> _Exercise directions_:
Reproduce the interview transcript word for word, between "Yeah, and you're" and "mission as you do?", inclusive.

> _Source text_:
Yeah, well, first of all, I will always pay attention to everybody, throughout our company, whether you're a third party management side, investment management side, everybody can reach me, that's really important. Because if somebody's stressed somebody, something's not going well, you know, what a property we manage in Jacksonville for another for our client, right? That resident can get to me. And that's important, because that feedback loop is really critical as you're growing a company, first of all, second of all, I have to make sure that I build the foundation. So that if I, if and when we do get to the point where we delegate some of some of that investor relations contact, right, I mean, we have investor relations held now. But every person has to talk to me before I'm going to sign off on a subscription agreement, there will be some point where that is expanded, but not till I have somebody in place that I trust is going to have the same moral compass that I do, and have the same belief structure. So you know, we're going to continue to grow. But what's important is that we grow slowly. This is the conservative CPA nature in me, I want to make sure I have a good foundation under me. Because I've seen too many times in this business, people grow up very fast, they don't take care of the foundation that supports everything. And it really gets messy because it collapses in on itself. And you just, you just don't want that. So we're gonna be slow and deliberate about our growth. We're cool with that. And so we'll make sure that you know, when that is delegated that face to face contact, before investment is delegated, that it's the right way to do it.

Dave Morgia:

Yeah, and you're kind of leading me to my next question. You're making it easy on me but it seems like your mission is pretty clear. Your ethics are very, you know, just straight as an arrow there's no wavering there's no nothing. I'm you know exactly what you want to get out of this business. How have you found success hiring to replicate that methodology in your business? Who How did you find the team around you that has the same goals, the same mission as you do?

> _Record excerpts_:
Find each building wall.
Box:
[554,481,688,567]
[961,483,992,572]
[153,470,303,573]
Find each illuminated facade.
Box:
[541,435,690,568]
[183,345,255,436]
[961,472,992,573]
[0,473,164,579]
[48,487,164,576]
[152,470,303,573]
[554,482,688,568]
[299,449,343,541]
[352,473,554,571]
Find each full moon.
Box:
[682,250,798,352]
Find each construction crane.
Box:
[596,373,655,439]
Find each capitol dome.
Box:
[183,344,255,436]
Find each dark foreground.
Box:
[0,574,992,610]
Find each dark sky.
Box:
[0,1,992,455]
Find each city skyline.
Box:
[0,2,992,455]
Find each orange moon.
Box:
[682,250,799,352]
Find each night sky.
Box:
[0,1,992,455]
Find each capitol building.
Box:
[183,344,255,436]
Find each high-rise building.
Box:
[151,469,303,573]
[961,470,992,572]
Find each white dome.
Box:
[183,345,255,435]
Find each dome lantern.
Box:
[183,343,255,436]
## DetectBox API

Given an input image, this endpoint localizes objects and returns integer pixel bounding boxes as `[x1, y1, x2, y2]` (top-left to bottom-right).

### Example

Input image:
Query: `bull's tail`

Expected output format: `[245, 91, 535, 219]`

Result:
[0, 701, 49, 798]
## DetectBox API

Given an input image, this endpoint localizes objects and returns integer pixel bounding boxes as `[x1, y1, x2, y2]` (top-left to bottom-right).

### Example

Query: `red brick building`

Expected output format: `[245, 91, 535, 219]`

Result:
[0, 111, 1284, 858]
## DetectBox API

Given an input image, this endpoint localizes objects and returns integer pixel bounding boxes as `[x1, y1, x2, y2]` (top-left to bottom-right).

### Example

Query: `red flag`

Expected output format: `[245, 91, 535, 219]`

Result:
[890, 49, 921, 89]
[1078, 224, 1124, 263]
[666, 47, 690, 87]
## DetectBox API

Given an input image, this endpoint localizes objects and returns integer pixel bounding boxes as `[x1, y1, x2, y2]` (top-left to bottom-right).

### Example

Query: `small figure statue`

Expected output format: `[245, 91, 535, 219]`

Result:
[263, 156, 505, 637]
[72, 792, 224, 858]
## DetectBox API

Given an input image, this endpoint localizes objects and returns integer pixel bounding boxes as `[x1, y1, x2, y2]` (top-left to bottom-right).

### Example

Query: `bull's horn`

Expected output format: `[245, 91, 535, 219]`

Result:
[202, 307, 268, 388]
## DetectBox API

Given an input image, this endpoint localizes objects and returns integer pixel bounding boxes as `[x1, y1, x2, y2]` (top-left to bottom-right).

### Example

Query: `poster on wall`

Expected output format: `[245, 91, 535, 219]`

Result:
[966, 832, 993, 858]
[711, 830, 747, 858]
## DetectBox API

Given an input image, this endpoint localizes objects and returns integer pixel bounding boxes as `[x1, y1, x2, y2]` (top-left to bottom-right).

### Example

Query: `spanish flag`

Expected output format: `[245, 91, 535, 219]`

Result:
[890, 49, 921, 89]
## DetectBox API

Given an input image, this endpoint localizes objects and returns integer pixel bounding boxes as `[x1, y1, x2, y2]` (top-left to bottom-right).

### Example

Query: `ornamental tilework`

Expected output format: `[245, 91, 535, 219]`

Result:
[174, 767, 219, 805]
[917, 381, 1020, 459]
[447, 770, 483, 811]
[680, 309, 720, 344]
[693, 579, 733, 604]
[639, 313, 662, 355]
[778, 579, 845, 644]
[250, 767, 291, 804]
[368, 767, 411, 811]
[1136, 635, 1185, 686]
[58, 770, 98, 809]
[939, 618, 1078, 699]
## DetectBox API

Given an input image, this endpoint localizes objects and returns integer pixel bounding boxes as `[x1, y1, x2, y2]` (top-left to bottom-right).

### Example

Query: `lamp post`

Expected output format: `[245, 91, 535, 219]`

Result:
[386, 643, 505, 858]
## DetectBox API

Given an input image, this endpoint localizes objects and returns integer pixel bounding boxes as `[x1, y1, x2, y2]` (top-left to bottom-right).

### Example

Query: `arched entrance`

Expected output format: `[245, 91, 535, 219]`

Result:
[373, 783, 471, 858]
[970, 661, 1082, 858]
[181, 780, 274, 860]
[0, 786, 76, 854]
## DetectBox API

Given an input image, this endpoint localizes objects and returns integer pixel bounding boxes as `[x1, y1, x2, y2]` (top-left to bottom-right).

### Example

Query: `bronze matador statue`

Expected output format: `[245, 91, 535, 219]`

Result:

> _Exercise output_:
Yeah, and you're kind of leading me to my next question. You're making it easy on me but it seems like your mission is pretty clear. Your ethics are very, you know, just straight as an arrow there's no wavering there's no nothing. I'm you know exactly what you want to get out of this business. How have you found success hiring to replicate that methodology in your business? Who How did you find the team around you that has the same goals, the same mission as you do?